## Exercise materials
======

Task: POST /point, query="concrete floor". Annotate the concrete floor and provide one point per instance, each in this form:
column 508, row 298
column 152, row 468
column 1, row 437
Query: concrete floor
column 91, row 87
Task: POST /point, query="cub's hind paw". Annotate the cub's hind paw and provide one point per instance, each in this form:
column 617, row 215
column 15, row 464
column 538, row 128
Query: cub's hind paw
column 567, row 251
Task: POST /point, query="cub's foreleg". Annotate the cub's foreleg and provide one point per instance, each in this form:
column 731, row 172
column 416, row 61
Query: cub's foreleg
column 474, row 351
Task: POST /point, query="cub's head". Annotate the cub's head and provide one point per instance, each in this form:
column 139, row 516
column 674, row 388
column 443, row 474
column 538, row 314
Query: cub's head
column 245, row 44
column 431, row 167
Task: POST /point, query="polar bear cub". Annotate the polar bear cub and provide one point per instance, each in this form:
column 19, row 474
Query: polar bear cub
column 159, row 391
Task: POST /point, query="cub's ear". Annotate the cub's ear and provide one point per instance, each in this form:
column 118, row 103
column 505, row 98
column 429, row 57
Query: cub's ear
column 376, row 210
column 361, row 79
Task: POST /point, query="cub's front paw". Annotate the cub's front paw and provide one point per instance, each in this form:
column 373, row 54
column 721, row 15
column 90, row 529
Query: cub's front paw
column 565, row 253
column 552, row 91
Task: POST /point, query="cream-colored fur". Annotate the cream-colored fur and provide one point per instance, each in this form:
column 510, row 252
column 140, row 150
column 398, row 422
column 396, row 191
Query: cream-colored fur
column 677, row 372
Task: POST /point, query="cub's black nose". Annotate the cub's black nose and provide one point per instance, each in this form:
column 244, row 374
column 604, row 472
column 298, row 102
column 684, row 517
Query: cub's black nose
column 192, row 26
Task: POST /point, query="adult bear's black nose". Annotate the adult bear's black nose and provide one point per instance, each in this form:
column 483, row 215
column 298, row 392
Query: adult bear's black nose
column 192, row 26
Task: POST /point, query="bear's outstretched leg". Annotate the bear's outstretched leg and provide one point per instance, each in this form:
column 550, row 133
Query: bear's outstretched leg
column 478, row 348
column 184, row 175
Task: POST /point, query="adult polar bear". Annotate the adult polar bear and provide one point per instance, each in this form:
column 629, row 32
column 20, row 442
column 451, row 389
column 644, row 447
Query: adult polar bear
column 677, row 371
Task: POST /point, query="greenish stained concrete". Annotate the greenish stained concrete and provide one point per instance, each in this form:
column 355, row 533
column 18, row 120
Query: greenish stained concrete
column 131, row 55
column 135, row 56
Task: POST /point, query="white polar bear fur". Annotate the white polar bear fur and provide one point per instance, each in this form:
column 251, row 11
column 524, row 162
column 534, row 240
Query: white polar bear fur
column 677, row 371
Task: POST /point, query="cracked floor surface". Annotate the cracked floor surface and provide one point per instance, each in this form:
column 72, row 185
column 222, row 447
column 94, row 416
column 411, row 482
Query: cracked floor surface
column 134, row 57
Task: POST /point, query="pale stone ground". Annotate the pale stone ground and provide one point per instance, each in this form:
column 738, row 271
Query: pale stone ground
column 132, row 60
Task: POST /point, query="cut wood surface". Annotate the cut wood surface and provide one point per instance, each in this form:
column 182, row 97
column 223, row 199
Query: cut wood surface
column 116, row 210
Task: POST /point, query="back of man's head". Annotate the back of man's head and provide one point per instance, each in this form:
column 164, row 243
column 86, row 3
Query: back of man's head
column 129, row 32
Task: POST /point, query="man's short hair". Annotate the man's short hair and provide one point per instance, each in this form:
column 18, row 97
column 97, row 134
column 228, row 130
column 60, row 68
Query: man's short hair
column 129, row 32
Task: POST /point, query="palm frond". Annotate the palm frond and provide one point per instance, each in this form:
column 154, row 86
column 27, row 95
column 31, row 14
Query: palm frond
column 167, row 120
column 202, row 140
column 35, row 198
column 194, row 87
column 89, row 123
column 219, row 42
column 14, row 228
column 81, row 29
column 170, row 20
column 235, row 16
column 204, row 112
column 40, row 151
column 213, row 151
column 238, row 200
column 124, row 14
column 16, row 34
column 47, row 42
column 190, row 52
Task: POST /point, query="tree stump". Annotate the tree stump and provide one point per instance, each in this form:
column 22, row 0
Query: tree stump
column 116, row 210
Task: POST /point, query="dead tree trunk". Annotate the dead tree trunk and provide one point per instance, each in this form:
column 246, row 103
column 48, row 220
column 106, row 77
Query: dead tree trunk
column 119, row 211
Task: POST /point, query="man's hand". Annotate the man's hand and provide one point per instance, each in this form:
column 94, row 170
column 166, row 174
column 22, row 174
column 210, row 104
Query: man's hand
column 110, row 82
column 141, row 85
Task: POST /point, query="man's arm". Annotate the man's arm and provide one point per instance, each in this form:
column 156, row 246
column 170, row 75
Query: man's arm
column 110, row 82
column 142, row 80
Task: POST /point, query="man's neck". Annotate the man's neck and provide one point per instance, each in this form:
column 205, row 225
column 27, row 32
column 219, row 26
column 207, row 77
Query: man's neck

======

Reproduce all of the records above word for word, without changing anything.

Task: POST /point, query="concrete floor". Annotate the concrete floor and provide one point per instance, each in this form:
column 508, row 298
column 152, row 468
column 1, row 437
Query: concrete floor
column 91, row 87
Task: POST /point, query="cub's hind paw". Annotate the cub's hind paw and provide one point per instance, each in this form:
column 617, row 215
column 15, row 464
column 538, row 128
Query: cub's hind paw
column 567, row 251
Task: POST /point, query="cub's foreleg". Annotate the cub's foreleg and provide one point per instance, each in this form:
column 731, row 172
column 416, row 61
Query: cub's foreleg
column 474, row 351
Task: POST /point, query="cub's head". Annotate the cub's head and provide one point per instance, each in this form:
column 139, row 516
column 674, row 388
column 443, row 474
column 538, row 314
Query: cub's head
column 245, row 44
column 431, row 167
Task: POST /point, query="polar bear cub". Annotate the polar bear cub and provide one point per instance, each in this form:
column 19, row 474
Query: polar bear cub
column 159, row 391
Task: POST /point, query="cub's ear". Annotate the cub's ear and provide one point per instance, each in this form:
column 118, row 103
column 505, row 98
column 429, row 57
Query: cub's ear
column 376, row 210
column 361, row 79
Task: POST /point, query="cub's front paw". Annotate the cub's front paw and provide one point per instance, each in this form:
column 373, row 54
column 721, row 15
column 90, row 529
Query: cub's front paw
column 565, row 253
column 552, row 91
Task: POST /point, query="cream-colored fur". Annotate the cream-colored fur and provide one point per instance, each in this form:
column 510, row 252
column 140, row 150
column 398, row 422
column 396, row 191
Query: cream-colored fur
column 677, row 372
Task: POST /point, query="cub's black nose". Annotate the cub's black nose and provide one point per instance, each in this form:
column 244, row 374
column 604, row 472
column 298, row 102
column 684, row 517
Query: cub's black nose
column 192, row 26
Task: POST /point, query="adult bear's black nose". Annotate the adult bear's black nose and provide one point per instance, each in this form:
column 483, row 215
column 298, row 392
Query: adult bear's black nose
column 192, row 26
Task: POST /point, query="bear's outstretched leg". Annotate the bear's outstretched leg and provide one point per instance, each in this form:
column 550, row 133
Query: bear's outstretched leg
column 478, row 348
column 184, row 175
Task: POST /point, query="adult polar bear". Annotate the adult polar bear and provide one point per instance, each in this form:
column 629, row 32
column 20, row 442
column 451, row 389
column 644, row 447
Query: adult polar bear
column 677, row 371
Task: POST /point, query="greenish stained concrete". Annotate the greenish stained concrete and provide one point per instance, each in this form:
column 355, row 533
column 18, row 120
Query: greenish stained concrete
column 131, row 55
column 135, row 56
Task: POST /point, query="white polar bear fur". Annotate the white polar bear fur and provide one point per instance, each in this form:
column 251, row 11
column 524, row 162
column 534, row 240
Query: white polar bear fur
column 677, row 371
Task: POST /point, query="cracked floor surface". Annotate the cracked floor surface and provide one point per instance, each in this form:
column 72, row 185
column 222, row 447
column 94, row 416
column 411, row 482
Query: cracked floor surface
column 134, row 57
Task: POST /point, query="pale stone ground". Annotate the pale stone ground and provide one point per instance, each in this form:
column 738, row 271
Query: pale stone ground
column 132, row 60
Task: POST /point, query="cut wood surface". Annotate the cut wood surface and provide one point per instance, each in this form:
column 182, row 97
column 223, row 199
Query: cut wood surface
column 116, row 210
Task: POST /point, query="back of man's head". Annotate the back of man's head and provide one point per instance, each in this form:
column 164, row 243
column 86, row 3
Query: back of man's head
column 129, row 32
Task: POST /point, query="man's short hair". Annotate the man's short hair and provide one point per instance, each in this form:
column 18, row 97
column 97, row 134
column 228, row 130
column 60, row 68
Query: man's short hair
column 129, row 32
Task: POST /point, query="palm frond". Annotate the palm frond and provide one point per instance, each in this form:
column 154, row 86
column 27, row 95
column 31, row 14
Query: palm frond
column 167, row 120
column 202, row 140
column 35, row 198
column 194, row 87
column 89, row 123
column 219, row 42
column 14, row 228
column 81, row 29
column 170, row 20
column 235, row 16
column 204, row 112
column 40, row 151
column 213, row 151
column 238, row 200
column 124, row 14
column 16, row 34
column 47, row 42
column 190, row 52
Task: POST /point, query="tree stump". Annotate the tree stump and provide one point per instance, each in this form:
column 22, row 0
Query: tree stump
column 116, row 210
Task: POST /point, query="dead tree trunk". Annotate the dead tree trunk and provide one point per instance, each in this form:
column 246, row 103
column 48, row 220
column 106, row 77
Query: dead tree trunk
column 119, row 211
Task: POST /point, query="man's hand". Annotate the man's hand and provide one point per instance, each in this form:
column 94, row 170
column 166, row 174
column 22, row 174
column 210, row 104
Query: man's hand
column 110, row 82
column 141, row 85
Task: POST /point, query="man's arm". Annotate the man's arm and provide one point per instance, each in this form:
column 156, row 246
column 170, row 75
Query: man's arm
column 110, row 82
column 142, row 80
Task: POST /point, query="man's neck". Annotate the man's neck and provide one point per instance, each in this form:
column 205, row 225
column 27, row 32
column 219, row 26
column 207, row 77
Query: man's neck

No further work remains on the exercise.